**What you should do:**
Please reproduce the data in full, exactly as it stands.

**Information shown:**
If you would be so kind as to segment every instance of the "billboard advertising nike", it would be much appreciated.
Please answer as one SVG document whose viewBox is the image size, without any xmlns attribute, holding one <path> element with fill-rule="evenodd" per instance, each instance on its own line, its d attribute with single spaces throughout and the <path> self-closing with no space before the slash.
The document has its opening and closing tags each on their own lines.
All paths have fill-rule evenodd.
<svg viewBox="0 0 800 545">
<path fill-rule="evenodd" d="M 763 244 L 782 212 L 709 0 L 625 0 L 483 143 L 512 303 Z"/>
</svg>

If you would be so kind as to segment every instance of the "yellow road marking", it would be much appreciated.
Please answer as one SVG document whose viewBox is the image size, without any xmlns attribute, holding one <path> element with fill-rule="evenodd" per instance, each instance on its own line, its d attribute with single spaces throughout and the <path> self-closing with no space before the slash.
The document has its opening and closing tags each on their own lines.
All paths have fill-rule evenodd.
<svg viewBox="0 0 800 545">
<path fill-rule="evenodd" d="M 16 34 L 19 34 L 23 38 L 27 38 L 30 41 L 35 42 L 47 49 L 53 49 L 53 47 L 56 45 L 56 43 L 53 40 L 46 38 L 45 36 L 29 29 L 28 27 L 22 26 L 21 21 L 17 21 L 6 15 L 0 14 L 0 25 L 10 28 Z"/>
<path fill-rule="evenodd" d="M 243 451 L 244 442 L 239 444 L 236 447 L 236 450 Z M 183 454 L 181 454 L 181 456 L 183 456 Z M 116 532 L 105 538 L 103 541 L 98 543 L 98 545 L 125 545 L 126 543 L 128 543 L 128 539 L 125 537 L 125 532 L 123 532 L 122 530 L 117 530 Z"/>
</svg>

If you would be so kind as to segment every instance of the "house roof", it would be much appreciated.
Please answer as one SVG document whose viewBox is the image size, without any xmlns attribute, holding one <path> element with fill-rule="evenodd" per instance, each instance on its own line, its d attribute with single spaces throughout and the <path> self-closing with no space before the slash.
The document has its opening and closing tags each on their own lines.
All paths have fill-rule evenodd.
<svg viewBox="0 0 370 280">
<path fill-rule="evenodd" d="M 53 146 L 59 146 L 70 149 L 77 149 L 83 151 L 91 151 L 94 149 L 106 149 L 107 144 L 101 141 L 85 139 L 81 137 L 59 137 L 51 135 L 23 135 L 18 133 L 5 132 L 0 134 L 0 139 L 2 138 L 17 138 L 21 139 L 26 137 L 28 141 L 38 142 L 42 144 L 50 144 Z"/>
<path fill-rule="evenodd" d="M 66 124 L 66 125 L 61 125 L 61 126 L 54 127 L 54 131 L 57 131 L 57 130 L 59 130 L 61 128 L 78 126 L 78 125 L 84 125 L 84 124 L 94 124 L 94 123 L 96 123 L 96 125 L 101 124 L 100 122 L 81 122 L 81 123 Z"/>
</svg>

**Answer to this task:**
If you would be so kind as to segment every instance of the "billboard advertising nike", it would be much appreciated.
Please answer as one SVG document whose viewBox is the image size, without any xmlns attribute, holding one <path> element with fill-rule="evenodd" per instance, each instance on its own line, its d attribute with single spaces throughout and the <path> self-closing with no space before the slash.
The document has its opening and closing tags each on their own lines.
All paths have fill-rule evenodd.
<svg viewBox="0 0 800 545">
<path fill-rule="evenodd" d="M 763 244 L 782 212 L 709 0 L 625 0 L 483 143 L 512 303 Z"/>
</svg>

If you would be so kind as to segment every instance of the "yellow road marking", it would be much appreciated.
Please answer as one SVG document whose viewBox is the image size, without any xmlns attribute, holding one <path> element with fill-rule="evenodd" per instance, each instance on its own line, its d attribute with single spaces throughout and the <path> self-closing with no space before the slash.
The document has its opening and closing tags each on their own lines.
All paths have fill-rule evenodd.
<svg viewBox="0 0 800 545">
<path fill-rule="evenodd" d="M 16 34 L 19 34 L 23 38 L 27 38 L 30 41 L 35 42 L 47 49 L 53 49 L 53 47 L 56 45 L 56 43 L 53 40 L 46 38 L 45 36 L 29 29 L 28 27 L 22 26 L 21 21 L 17 21 L 6 15 L 0 14 L 0 25 L 10 28 Z"/>
<path fill-rule="evenodd" d="M 243 451 L 244 442 L 239 444 L 236 447 L 236 450 Z M 183 454 L 181 454 L 181 456 L 183 456 Z M 116 532 L 105 538 L 103 541 L 98 543 L 98 545 L 125 545 L 126 543 L 128 543 L 128 539 L 125 537 L 125 532 L 123 532 L 122 530 L 117 530 Z"/>
</svg>

If you would be so kind as to segment every instance of the "house roof", it would be much appreciated.
Please answer as one SVG document whose viewBox is the image size, without any xmlns attribute, holding one <path> element with fill-rule="evenodd" per instance, each instance on its own line, its d attribute with single spaces throughout and the <path> self-closing with no space before the slash.
The document has its opening and closing tags each on their own lines.
All paths have fill-rule evenodd.
<svg viewBox="0 0 370 280">
<path fill-rule="evenodd" d="M 53 146 L 59 146 L 70 149 L 77 149 L 83 151 L 91 151 L 94 149 L 106 149 L 107 144 L 101 141 L 85 139 L 81 137 L 59 137 L 51 135 L 23 135 L 18 133 L 5 132 L 0 134 L 0 139 L 2 138 L 17 138 L 21 139 L 26 137 L 28 141 L 38 142 L 42 144 L 50 144 Z"/>
<path fill-rule="evenodd" d="M 66 124 L 66 125 L 61 125 L 61 126 L 54 127 L 54 131 L 57 131 L 57 130 L 59 130 L 61 128 L 78 126 L 78 125 L 84 125 L 84 124 L 94 124 L 94 123 L 96 123 L 96 125 L 101 124 L 100 122 L 81 122 L 81 123 Z"/>
</svg>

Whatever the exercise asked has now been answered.